Natural-language object grounding data

•••••

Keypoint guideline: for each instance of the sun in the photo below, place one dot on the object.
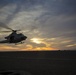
(36, 40)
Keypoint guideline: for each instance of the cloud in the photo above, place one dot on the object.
(51, 20)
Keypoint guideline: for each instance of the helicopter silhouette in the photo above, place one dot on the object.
(14, 37)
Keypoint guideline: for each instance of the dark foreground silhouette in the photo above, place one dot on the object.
(38, 63)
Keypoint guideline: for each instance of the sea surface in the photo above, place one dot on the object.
(39, 62)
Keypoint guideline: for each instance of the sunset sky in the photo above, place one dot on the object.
(48, 24)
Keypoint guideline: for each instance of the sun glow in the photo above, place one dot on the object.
(37, 40)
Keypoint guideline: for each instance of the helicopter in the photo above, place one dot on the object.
(14, 37)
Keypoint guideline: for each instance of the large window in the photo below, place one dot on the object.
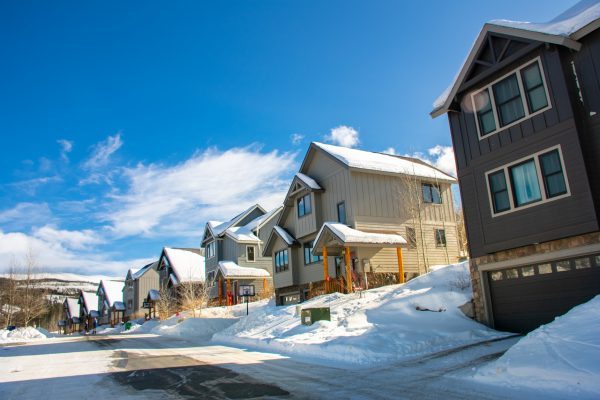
(342, 212)
(282, 260)
(210, 250)
(304, 206)
(520, 94)
(532, 180)
(308, 256)
(431, 193)
(250, 256)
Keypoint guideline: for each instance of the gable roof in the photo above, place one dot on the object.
(113, 291)
(187, 264)
(381, 162)
(565, 30)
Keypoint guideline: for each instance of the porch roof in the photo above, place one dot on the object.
(336, 236)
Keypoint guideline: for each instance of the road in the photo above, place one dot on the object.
(159, 367)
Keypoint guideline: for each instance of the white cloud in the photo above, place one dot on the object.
(343, 136)
(65, 148)
(296, 138)
(102, 152)
(53, 257)
(210, 185)
(441, 157)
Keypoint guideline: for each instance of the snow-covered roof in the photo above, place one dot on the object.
(90, 301)
(140, 272)
(308, 181)
(72, 307)
(187, 264)
(565, 29)
(361, 159)
(287, 238)
(346, 236)
(153, 295)
(113, 291)
(229, 269)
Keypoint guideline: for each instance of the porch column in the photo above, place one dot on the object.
(348, 271)
(325, 270)
(400, 265)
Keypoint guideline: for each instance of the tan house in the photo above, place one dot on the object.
(234, 256)
(138, 283)
(375, 217)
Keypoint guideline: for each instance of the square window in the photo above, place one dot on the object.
(527, 271)
(525, 185)
(544, 269)
(562, 266)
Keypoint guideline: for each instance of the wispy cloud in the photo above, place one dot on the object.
(102, 152)
(211, 184)
(343, 136)
(65, 148)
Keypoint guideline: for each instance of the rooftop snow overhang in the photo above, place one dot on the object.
(335, 237)
(443, 103)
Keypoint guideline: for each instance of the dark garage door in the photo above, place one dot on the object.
(526, 297)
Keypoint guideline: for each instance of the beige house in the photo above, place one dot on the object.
(390, 218)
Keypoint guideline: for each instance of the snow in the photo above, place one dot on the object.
(229, 269)
(560, 357)
(352, 236)
(375, 327)
(113, 291)
(23, 334)
(289, 239)
(187, 265)
(308, 181)
(384, 162)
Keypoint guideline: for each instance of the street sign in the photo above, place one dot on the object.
(246, 291)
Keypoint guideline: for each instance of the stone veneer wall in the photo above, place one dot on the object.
(515, 254)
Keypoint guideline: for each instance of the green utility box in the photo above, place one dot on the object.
(311, 315)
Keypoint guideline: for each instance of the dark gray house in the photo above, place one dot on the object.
(524, 113)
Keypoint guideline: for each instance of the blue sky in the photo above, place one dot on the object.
(127, 125)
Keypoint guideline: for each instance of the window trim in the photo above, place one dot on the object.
(506, 169)
(523, 93)
(254, 253)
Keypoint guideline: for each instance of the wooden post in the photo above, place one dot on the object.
(348, 271)
(325, 270)
(400, 265)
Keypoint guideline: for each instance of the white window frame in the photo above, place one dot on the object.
(490, 89)
(254, 249)
(505, 168)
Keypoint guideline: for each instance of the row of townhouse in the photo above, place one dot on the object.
(524, 113)
(350, 217)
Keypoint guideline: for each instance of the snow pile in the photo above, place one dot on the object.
(386, 324)
(560, 357)
(23, 334)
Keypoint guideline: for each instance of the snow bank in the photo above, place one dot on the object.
(382, 326)
(23, 334)
(561, 357)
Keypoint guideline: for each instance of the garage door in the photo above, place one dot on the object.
(526, 297)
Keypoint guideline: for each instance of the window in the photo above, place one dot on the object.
(554, 180)
(411, 237)
(440, 238)
(535, 179)
(304, 206)
(524, 180)
(281, 261)
(308, 257)
(431, 193)
(504, 102)
(499, 191)
(342, 213)
(210, 250)
(250, 253)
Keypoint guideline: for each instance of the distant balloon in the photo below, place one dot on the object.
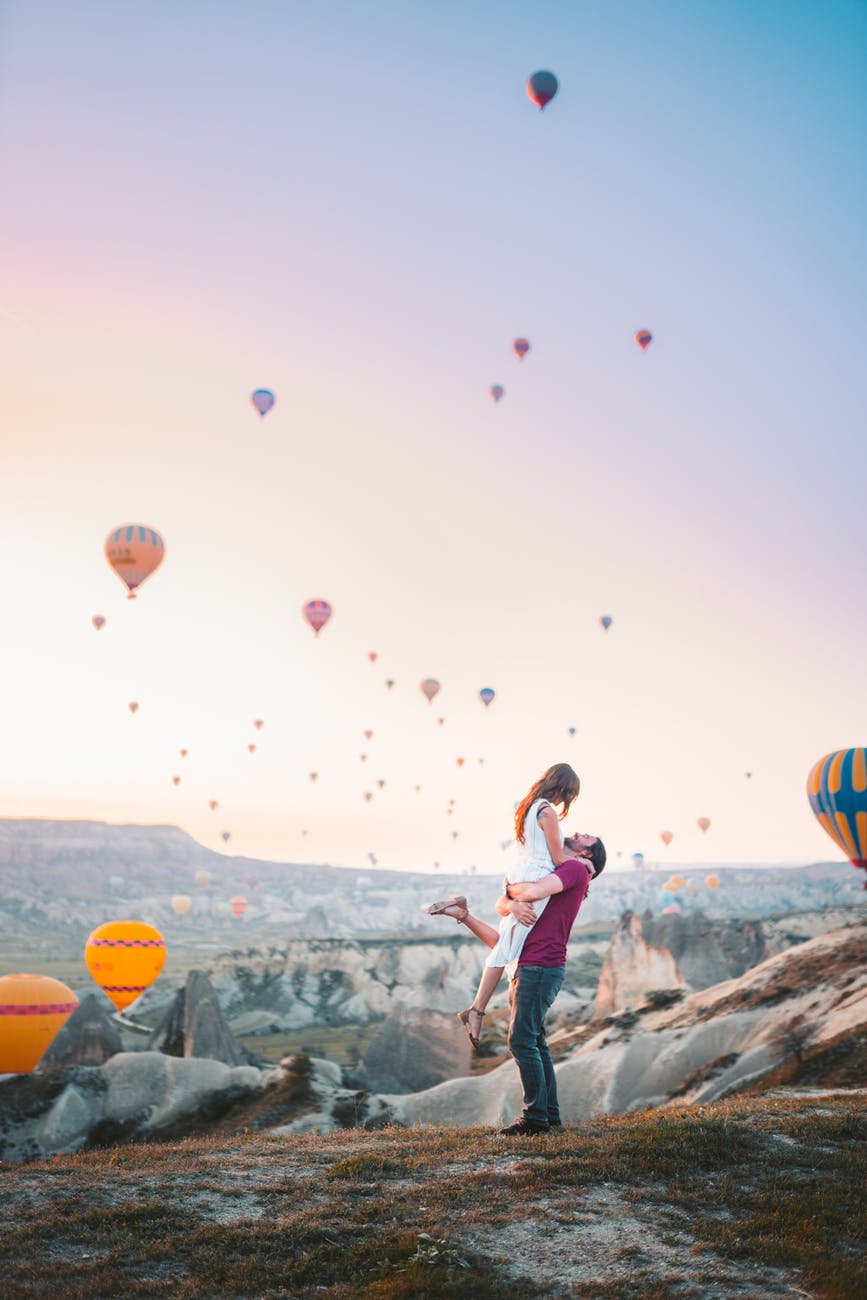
(125, 957)
(317, 612)
(134, 551)
(263, 399)
(542, 87)
(837, 793)
(33, 1010)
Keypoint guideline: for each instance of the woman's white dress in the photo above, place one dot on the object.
(533, 862)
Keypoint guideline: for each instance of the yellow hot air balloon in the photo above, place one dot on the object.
(33, 1009)
(125, 957)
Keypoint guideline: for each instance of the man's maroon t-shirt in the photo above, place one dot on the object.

•••••

> _Aim of the exercise_:
Exactly the lines from the one containing "Keypoint guideline: for each instance of the woman's" to the final line of the entries must be restated, and no others.

> _Solution below_:
Keypoint guideline: for each instance of the woman's white dress in the photo above, place one dot on the object.
(533, 862)
Keypoint guideline: for each instance of the yellow hot air balloon in the photo above, place one dot on the object.
(33, 1009)
(125, 957)
Keypoint guideline: for each instance of the man's maroon t-shirt in the photo above, place one dot on the object.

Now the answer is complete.